→ **Goal of the exercise**: Format every line of the listing below as a numbered list, leaving out blank lines and omitting the pictures from the answer.

→ **Records shown**:
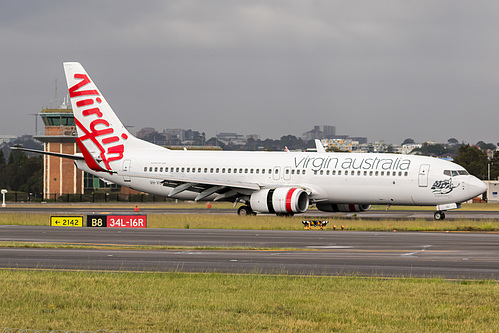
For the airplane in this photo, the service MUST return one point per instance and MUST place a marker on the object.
(281, 183)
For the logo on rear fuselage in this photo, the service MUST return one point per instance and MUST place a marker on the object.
(100, 132)
(443, 186)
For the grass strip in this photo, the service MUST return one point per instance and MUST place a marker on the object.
(268, 222)
(187, 302)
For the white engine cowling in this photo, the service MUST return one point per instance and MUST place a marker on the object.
(329, 207)
(282, 200)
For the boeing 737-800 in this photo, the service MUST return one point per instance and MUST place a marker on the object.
(282, 183)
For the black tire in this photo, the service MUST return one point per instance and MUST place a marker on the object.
(245, 210)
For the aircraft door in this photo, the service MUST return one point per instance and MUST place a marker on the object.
(276, 173)
(423, 175)
(126, 168)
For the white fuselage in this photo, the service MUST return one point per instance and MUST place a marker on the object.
(341, 178)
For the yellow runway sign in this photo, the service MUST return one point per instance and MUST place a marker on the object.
(66, 221)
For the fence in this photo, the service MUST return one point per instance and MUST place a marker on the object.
(14, 196)
(22, 330)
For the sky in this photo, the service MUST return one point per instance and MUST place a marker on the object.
(385, 69)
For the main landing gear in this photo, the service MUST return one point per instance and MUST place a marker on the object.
(245, 210)
(439, 215)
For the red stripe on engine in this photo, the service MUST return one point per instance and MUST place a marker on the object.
(288, 200)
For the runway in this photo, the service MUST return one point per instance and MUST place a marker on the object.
(124, 208)
(383, 254)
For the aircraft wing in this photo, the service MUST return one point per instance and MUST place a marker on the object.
(205, 187)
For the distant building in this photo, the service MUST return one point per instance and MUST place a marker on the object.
(339, 144)
(60, 175)
(142, 133)
(320, 132)
(7, 139)
(232, 139)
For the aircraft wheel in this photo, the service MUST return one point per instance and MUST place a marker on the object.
(439, 216)
(245, 210)
(285, 214)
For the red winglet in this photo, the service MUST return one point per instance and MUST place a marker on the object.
(92, 164)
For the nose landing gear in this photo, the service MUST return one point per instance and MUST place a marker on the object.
(439, 215)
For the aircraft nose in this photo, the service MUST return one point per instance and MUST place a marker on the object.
(476, 186)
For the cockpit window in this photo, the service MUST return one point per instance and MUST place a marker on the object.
(454, 173)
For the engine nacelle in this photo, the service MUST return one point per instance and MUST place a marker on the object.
(329, 207)
(282, 200)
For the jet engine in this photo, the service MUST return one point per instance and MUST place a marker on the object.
(329, 207)
(282, 200)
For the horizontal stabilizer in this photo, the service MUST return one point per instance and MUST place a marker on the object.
(72, 157)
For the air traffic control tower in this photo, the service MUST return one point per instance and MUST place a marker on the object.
(60, 175)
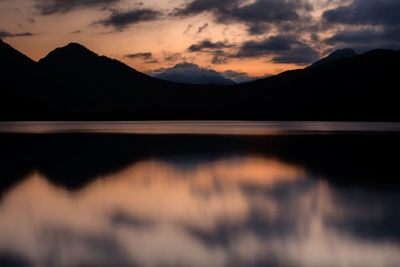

→ **Task result**:
1. For the airplane in this photo, the service MUST return one point per instance and MUST place a marker on the object.
2. (281, 183)
3. For the logo on rear fuselage in this photo, the service MUST return one point per instance and MUST place a marker on the object.
4. (100, 132)
5. (443, 186)
6. For the grass strip in this photo, the service MUST return one point per instance and MUST place a marker on the object.
7. (268, 222)
8. (187, 302)
9. For the white engine cowling in this photo, the service MUST return one point per instance and MUST place a marker on the object.
10. (329, 207)
11. (282, 200)
12. For the boeing 737-800 in this photo, the service MUST return one point per instance and MUST place a marker on the object.
13. (282, 183)
14. For the black tire in this photo, the service MUST return one point per instance and MUST place a marker on the object.
15. (245, 210)
16. For the aircraft door in this photo, the service MUST return one point per instance and MUST place a marker on the object.
17. (276, 173)
18. (423, 175)
19. (126, 168)
20. For the white fuselage in this photo, the service MUST return one point per instance and MUST place a marker on the object.
21. (341, 178)
22. For the yellow runway sign in this photo, the service MUST return one point per instance and MUST place a marker on the object.
23. (66, 221)
24. For the fence in this photo, the service MUST return one point per instance and MUST place a marker on the object.
25. (14, 196)
26. (22, 330)
27. For the sky in this photo, the service MUST return one point per instance and MUST place a marker on the object.
28. (385, 69)
29. For the main landing gear in this photo, the service MUST return one point per instance and MUST place a marker on the object.
30. (245, 210)
31. (439, 215)
32. For the red stripe on engine in this photo, the service MUST return one point per instance and MUST place a marker on the object.
33. (288, 200)
34. For the runway in this photo, the service MUST return one point per instance and MUST place a marker on the object.
35. (124, 208)
36. (383, 254)
37. For the aircraft wing in this photo, the service MUST return one point per instance and MUST place a marker on the object.
38. (205, 187)
39. For the distant building in this photo, the service MUST return one point per instance and MUST place a marker on the object.
40. (339, 144)
41. (60, 175)
42. (142, 133)
43. (320, 132)
44. (7, 139)
45. (232, 139)
46. For the aircraft wheel in this photo, the service MUST return one point per instance and MUST place a marker on the object.
47. (439, 216)
48. (245, 210)
49. (285, 214)
50. For the red winglet in this photo, the service MUST return one point per instance and MUST place a marker on the object.
51. (92, 164)
52. For the nose landing gear in this photo, the service MUST return one point per instance and MUST place a marker on the object.
53. (439, 215)
54. For the aircraft nose in this photo, the service MUST return one point per instance and MUST place a marker on the object.
55. (476, 186)
56. For the cockpit window in this photo, the service MUST return one point per instance and MUST place a marker on the object.
57. (454, 173)
58. For the engine nacelle in this photo, the service MUST return one point per instance and MUST place a marker on the object.
59. (329, 207)
60. (282, 200)
61. For the jet engine in this photo, the service MUST return one point per instance and MUST place a marker on the object.
62. (329, 207)
63. (282, 200)
64. For the horizontal stabilizer in this photo, the service MUST return one point per instance and MUST place a marker on the object.
65. (72, 157)
66. For the air traffic control tower in this photo, the service MUST return one point per instance and MUST place a marker on the object.
67. (60, 175)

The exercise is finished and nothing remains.